◆ WHAT YOU SHOULD DO
Where the listing below has a line with "Target: nose", write out exactly that line and every line after it, stopping after the line with "Where can the gray knit".

◆ DATA FOR THE TASK
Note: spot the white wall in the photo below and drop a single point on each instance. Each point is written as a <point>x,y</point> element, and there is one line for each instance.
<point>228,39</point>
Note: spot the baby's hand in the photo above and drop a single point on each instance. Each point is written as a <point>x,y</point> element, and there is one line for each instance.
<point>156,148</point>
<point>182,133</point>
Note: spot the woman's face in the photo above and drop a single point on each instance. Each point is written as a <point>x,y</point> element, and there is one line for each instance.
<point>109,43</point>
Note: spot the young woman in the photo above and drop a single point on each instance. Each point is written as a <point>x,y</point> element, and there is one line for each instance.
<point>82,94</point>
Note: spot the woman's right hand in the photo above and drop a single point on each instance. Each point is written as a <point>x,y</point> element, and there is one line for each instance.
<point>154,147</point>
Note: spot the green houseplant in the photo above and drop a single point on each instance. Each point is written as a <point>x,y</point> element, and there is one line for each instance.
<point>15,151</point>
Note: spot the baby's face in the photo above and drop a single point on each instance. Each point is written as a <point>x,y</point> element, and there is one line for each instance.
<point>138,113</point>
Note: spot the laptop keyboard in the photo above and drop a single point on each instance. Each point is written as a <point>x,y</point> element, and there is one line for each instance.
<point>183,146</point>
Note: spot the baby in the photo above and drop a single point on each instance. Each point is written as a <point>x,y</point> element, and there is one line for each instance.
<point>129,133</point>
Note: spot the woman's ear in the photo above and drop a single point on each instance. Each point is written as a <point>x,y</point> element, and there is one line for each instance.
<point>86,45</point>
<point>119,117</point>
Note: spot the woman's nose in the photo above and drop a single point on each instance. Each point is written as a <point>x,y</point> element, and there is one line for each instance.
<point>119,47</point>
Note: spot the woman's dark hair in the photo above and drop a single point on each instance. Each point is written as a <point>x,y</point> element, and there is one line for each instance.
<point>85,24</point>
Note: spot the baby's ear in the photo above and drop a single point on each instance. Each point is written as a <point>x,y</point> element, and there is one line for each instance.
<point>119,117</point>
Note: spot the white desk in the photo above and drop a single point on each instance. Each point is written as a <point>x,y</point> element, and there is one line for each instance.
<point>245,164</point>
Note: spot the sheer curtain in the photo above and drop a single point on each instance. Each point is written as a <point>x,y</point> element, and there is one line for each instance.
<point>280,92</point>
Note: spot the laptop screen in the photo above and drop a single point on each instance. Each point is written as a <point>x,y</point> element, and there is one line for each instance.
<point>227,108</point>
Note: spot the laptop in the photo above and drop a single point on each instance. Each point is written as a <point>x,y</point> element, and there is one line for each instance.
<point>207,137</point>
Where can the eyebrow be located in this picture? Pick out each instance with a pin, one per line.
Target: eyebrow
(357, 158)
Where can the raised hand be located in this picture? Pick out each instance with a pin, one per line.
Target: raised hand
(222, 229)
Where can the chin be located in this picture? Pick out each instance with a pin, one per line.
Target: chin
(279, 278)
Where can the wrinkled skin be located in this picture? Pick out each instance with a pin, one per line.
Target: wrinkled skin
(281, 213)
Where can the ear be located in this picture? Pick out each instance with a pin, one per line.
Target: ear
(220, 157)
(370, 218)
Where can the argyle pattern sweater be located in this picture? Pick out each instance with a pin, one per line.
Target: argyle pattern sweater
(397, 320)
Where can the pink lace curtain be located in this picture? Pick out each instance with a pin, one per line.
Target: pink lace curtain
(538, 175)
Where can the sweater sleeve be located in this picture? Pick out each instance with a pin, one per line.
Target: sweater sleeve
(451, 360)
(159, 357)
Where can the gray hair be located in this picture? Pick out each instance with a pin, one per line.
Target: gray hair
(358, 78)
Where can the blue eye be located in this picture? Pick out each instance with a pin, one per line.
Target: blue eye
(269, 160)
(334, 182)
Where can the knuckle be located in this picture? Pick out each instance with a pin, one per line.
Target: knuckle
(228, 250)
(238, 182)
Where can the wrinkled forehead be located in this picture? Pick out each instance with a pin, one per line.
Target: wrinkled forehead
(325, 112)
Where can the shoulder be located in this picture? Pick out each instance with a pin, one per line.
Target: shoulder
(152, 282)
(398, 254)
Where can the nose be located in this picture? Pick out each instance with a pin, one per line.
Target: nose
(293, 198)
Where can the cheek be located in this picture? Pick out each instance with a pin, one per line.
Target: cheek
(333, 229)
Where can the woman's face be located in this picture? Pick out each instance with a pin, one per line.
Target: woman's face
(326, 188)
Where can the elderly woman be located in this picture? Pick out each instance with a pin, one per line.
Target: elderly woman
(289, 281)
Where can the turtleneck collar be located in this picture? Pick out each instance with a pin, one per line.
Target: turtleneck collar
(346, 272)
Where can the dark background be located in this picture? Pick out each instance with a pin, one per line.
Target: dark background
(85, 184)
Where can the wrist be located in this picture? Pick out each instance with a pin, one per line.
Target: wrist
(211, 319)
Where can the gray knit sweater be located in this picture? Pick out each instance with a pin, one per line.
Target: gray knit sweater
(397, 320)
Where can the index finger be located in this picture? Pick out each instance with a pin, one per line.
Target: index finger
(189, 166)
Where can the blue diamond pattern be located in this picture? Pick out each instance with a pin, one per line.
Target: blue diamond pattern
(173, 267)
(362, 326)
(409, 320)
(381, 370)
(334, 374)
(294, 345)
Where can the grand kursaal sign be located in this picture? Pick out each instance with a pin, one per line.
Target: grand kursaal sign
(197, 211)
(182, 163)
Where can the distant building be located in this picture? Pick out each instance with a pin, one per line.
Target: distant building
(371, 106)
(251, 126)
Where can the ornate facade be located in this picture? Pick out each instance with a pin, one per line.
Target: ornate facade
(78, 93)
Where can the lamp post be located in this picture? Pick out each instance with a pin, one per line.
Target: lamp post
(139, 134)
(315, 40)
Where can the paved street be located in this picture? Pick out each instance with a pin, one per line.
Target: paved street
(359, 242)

◆ SOLUTION BELOW
Target: nose
(293, 198)
Where can the cheek be located in this picture? Pick out each instance with a pin, one per line.
Target: cheek
(333, 229)
Where can the woman's face be located in this picture? Pick out each instance with a pin, one per line.
Target: woman's face
(326, 188)
Where can the elderly woman be located in this picture? Pick out each instance with a pin, one per line.
Target: elderly woman
(289, 281)
Where can the turtleneck collar be located in this picture? Pick out each instance with a pin, one per line.
Target: turtleneck collar
(346, 272)
Where can the dark background be located in this picture? Pick out each instance with a pin, one per line.
Target: dark background
(85, 184)
Where can the wrist be located in this picture? Pick out each instance with a pin, one per line.
Target: wrist
(211, 319)
Where can the gray knit sweater be located in this picture? Pick out each instance with a pin, one per line.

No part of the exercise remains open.